Saved data entries:

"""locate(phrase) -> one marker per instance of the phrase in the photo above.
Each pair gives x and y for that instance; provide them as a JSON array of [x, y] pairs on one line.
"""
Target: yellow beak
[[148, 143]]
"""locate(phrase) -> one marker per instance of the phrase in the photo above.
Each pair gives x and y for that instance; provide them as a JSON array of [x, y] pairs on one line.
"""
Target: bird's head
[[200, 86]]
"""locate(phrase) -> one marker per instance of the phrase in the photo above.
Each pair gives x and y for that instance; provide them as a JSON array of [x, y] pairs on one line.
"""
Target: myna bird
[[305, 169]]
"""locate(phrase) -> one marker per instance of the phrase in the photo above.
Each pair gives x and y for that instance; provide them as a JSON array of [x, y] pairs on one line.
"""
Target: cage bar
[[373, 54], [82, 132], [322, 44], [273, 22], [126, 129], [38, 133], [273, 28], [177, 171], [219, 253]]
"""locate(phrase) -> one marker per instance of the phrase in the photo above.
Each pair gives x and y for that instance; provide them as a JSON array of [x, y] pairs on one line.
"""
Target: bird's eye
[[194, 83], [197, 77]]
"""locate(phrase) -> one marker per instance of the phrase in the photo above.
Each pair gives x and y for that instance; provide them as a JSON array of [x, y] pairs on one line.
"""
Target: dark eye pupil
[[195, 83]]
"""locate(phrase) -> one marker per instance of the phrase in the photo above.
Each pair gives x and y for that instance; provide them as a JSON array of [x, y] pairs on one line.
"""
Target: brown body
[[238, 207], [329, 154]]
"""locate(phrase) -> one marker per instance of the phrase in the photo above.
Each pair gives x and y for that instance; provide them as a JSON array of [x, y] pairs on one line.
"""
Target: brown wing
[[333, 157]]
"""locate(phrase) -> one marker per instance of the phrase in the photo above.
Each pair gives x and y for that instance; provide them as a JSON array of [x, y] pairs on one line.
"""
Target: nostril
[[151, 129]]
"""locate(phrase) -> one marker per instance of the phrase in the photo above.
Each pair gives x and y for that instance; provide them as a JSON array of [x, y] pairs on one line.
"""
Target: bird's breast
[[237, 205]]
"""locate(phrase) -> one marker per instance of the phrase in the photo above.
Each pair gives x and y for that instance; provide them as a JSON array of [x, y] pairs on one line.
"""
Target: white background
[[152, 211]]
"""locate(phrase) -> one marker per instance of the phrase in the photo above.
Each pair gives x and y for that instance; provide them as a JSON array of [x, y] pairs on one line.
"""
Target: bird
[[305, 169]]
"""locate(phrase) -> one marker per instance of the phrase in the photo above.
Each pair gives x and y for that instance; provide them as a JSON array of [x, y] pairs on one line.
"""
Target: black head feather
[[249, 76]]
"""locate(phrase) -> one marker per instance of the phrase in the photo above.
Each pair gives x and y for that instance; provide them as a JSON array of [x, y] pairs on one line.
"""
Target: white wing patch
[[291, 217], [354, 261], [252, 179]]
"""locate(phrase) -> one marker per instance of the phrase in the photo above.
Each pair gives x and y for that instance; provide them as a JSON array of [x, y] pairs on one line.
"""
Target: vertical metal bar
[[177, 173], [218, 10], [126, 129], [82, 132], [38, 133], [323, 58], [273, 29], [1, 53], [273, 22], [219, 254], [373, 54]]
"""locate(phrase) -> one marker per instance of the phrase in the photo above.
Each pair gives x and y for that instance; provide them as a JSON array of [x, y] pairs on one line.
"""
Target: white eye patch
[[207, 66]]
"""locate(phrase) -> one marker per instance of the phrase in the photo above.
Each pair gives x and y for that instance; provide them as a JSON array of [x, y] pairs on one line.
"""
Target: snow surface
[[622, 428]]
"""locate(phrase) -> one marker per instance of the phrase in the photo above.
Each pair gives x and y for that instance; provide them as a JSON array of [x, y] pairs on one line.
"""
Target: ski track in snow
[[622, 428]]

PROBLEM TO SOLVE:
Each entry is to be output exactly as it was written.

FINISHED EXERCISE:
"""locate(phrase) -> one marker per instance of the phrase in the photo above.
Each pair gives x and y for that instance; provide them as a JSON array of [x, y] pairs on one line.
"""
Target: yellow beak
[[148, 143]]
"""locate(phrase) -> one marker per instance of the phrase in the photo above.
Each pair gives x and y for that instance; provide them as a JSON array of [x, y] pairs on one line.
"""
Target: bird's head
[[200, 86]]
"""locate(phrase) -> one marker per instance of the phrase in the photo above.
Each pair gives x and y for that instance; provide them as a JSON array of [x, y] pairs on one line.
"""
Target: myna bird
[[305, 169]]
"""locate(phrase) -> one marker per instance of the phrase in the photo above.
Each pair gives x and y for that instance; provide them as a JSON array of [x, y] pairs on one line.
"""
Target: cage bar
[[373, 54], [82, 132], [322, 44], [273, 22], [126, 129], [38, 133], [273, 28], [177, 171], [219, 253]]
"""locate(phrase) -> one marker per instance of the phrase in the photo above.
Each pair gives x and y for that instance; provide them as a JSON array of [x, y] pairs on one line.
"""
Target: bird's eye
[[194, 83], [197, 77]]
"""locate(phrase) -> one marker per instance of the phrase in the photo above.
Each pair gives x and y for that instance; provide them as a JSON array of [x, y] pairs on one line.
"""
Target: dark eye pupil
[[195, 83]]
"""locate(phrase) -> one marker per instance of the phrase in the photo above.
Each pair gives x and y for that instance; provide them as a JSON array of [x, y] pairs on one line.
"""
Target: brown body
[[238, 207], [329, 154]]
"""locate(phrase) -> one marker per instance of the phrase in the photo above.
Each pair gives x and y for that instance; provide them as a JSON array of [x, y] pairs on one line.
"""
Target: brown wing
[[333, 157]]
"""locate(phrase) -> one marker per instance of the phrase in the photo above.
Each pair gives x and y for that instance; provide them as a JSON array of [x, y] pairs on one line.
"""
Target: nostril
[[151, 129]]
"""locate(phrase) -> one marker per instance of the phrase in the photo above.
Each pair gives x and y for that instance; provide them as a JSON array of [x, y] pairs on one line.
"""
Target: bird's breast
[[237, 205]]
"""locate(phrase) -> one marker per instance of the phrase in the photo above.
Each pair gives x and y for that instance; provide them as a JSON array of [x, y] pairs on one line.
"""
Target: white background
[[152, 211]]
"""locate(phrase) -> one marker per instance of the phrase in the photo above.
Each pair gives x and y for that instance; provide them as a JSON array of [x, y] pairs on one line.
"""
Target: bird
[[305, 169]]
"""locate(phrase) -> one marker per instance of the phrase in the photo above.
Each pair gives x and y for that instance; provide them as a JSON array of [x, y] pairs on one line.
"""
Target: black head feather
[[249, 76]]
"""locate(phrase) -> one marker per instance of the phrase in the photo above.
Each pair gives x and y for that instance; provide them as a JSON array of [x, y] pairs on one line.
"""
Target: white wing patch
[[291, 217], [354, 261], [252, 179]]
"""locate(phrase) -> one marker per instance of the phrase in the photo above.
Each pair gives x and y for that instance; provide them as a JSON array of [x, y] pairs on one line.
"""
Target: vertical metal bar
[[177, 173], [218, 10], [126, 129], [82, 132], [38, 133], [323, 58], [273, 29], [1, 53], [273, 22], [219, 254], [373, 54]]
"""locate(phrase) -> one marker per instance of the phrase in the photo above.
Each pair gives x and y for that instance; provide them as a JSON array of [x, y] pairs on one line.
"""
Target: white eye patch
[[207, 66]]
"""locate(phrase) -> one marker per instance of the phrase in the photo above.
Each pair gives x and y for that instance; provide them as a JSON array of [x, y] pairs on one line.
"""
Target: snow surface
[[622, 428]]
"""locate(phrase) -> one marker per instance of the phrase in the photo above.
Each pair gives x and y for that instance; provide them as a JSON array of [x, y] pairs on one line.
"""
Target: ski track in snow
[[622, 428]]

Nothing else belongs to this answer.